- Orchard Place Location of Orchard Place within Illinois
- Coordinates: 41°58′43″N 87°54′17″W﻿ / ﻿41.97861°N 87.90472°W
- Country: United States
- State: Illinois
- County: Cook
- Time zone: UTC-6 (CST)
- • Summer (DST): UTC-5 (CDT)

= Orchard Place, Illinois =

Orchard Place was a small unincorporated community in Cook County, Illinois, just west of Chicago. Established in the early 20th century, the community was primarily a rural area characterized by farmland and orchards, from which it derived its name. Orchard Place experienced modest growth throughout the early decades of the 1900s, developing into a quiet residential area.

In the 1940s, Orchard Place underwent significant changes due to the establishment of Orchard Place Airport, a military airfield created during World War II. The airfield later transitioned to commercial use and was eventually renamed O'Hare International Airport, now one of the busiest airports in the world. The expansion and development of the airport led to the absorption and dissolution of Orchard Place as an independent community.

== History ==
Settled by German immigrants in the 1840s, the area was originally known as Farwell before 1886, when the name was changed to Orchard Place. A post office opened in 1881 under the name Farwell and was renamed Orchard Place in 1886. The post office closed in 1935. It became a stop on the Wisconsin Central Railroad in 1887, when it received the name Orchard Place.

=== Orchard Field ===
In 1942, a large tract of farmland southwest of Higgins and Mannheim Roads was acquired by the War Production Board for the construction of a military air base and aircraft manufacturing facility. Douglas Aircraft built C-54 "Skymaster" cargo planes at the site. The airfield was named Orchard Place Airport/Douglas Field, and four runways were constructed for aircraft delivery. During the war, the 803 Special Depot stored fighter aircraft at the site.

○ ○ ○ ○

### EXERCISE TASKS:
- A) Answer these questions from the Orchard Place text:
(i) In which county was Orchard Place located?
(ii) In what year did the post office close?
(iii) What cargo planes did Douglas Aircraft build at the site?
- B) List every organization or company named in the History section of the Orchard Place text.
- C) Please carry on the Orchard Place text from its last sentence.
The entries that come after the Orchard Place text are separate material.

○ ○ ○ ○

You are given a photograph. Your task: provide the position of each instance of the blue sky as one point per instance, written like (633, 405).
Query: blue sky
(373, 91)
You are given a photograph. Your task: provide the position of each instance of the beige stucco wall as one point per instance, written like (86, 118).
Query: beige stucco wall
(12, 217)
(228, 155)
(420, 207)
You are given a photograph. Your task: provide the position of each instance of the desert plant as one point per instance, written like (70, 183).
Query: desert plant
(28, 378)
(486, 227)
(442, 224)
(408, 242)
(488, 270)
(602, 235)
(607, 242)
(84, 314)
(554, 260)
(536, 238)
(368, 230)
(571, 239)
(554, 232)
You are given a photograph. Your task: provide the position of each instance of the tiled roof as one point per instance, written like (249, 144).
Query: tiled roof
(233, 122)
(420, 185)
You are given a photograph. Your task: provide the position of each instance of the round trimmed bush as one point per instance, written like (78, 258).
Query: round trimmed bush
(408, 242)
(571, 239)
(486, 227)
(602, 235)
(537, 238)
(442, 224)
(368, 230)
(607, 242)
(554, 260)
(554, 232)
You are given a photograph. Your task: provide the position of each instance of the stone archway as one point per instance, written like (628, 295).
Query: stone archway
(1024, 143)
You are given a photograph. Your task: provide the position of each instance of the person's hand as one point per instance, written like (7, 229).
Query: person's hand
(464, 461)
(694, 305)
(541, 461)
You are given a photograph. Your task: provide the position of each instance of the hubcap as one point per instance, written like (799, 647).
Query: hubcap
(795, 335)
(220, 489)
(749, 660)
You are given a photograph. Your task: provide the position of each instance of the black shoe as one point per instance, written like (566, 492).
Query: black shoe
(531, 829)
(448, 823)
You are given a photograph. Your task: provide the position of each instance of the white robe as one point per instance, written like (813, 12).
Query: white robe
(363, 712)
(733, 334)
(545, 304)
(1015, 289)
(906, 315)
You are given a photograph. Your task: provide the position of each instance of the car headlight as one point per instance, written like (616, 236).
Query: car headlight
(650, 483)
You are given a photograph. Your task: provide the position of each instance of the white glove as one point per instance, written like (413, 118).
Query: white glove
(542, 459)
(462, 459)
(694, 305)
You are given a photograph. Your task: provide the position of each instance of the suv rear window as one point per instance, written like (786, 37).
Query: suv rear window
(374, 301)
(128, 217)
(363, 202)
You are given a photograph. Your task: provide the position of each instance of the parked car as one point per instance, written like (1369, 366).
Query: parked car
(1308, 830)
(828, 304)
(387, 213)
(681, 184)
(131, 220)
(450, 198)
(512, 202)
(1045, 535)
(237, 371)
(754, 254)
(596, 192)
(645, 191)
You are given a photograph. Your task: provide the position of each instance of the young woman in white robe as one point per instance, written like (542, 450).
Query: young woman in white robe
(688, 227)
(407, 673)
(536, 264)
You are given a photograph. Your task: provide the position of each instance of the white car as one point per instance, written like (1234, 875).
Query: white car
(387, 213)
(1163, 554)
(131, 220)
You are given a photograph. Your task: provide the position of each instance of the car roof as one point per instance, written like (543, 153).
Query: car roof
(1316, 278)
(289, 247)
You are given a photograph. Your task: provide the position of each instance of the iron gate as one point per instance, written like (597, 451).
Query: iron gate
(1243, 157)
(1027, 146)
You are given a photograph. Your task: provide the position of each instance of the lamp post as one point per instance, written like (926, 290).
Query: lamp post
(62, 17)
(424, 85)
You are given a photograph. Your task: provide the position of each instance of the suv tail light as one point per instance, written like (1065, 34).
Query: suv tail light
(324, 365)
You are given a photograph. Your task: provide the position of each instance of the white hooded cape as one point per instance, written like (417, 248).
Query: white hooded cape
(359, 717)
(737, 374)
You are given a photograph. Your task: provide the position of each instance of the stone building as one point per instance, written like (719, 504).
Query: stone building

○ ○ ○ ○

### ANSWERS:
- A)
(i) Cook County
(ii) 1935
(iii) C-54 "Skymaster" cargo planes

- B)
- Wisconsin Central Railroad
- War Production Board
- Douglas Aircraft
- 803 Special Depot

- C)
After World War II, aircraft production ceased, and in 1946, the U.S. government transferred 1,080 acres of the airport to the City of Chicago. The city selected the location for a future commercial airport, purchasing additional land and renaming the site Orchard Field.

In 1949, the airfield was renamed O'Hare International Airport, in honor of Lieutenant Commander Edward "Butch" O'Hare, a United States Navy flying ace and Medal of Honor recipient.

By 1950, the nearby land was subdivided for residential development. The community extended roughly from Touhy Avenue (north) to Devon and Higgins Roads (south), and from Mannheim Road (west) to River Road (east). The Jane Addams Memorial Tollway was later constructed, forming a barrier that separated parts of the original community from the airport. Orchard Place was annexed to the City of Des Plaines by referendum in 1956.

== Orchard Place today ==
Today, Orchard Place is the southernmost neighborhood of Des Plaines. The legacy of its name survives in O’Hare’s IATA airport code, , and in the name of Orchard Place Elementary School. A house from the original community remains at the south end of Curtiss Street.

=== Cemeteries ===
Remnants of Orchard Place's past include small 19th-century cemeteries. The best known is Resthaven Cemetery, located on 1.5 acres on the south side of the airport, near a FedEx facility. It was founded by German settlers in 1840 and contains approximately 150 graves.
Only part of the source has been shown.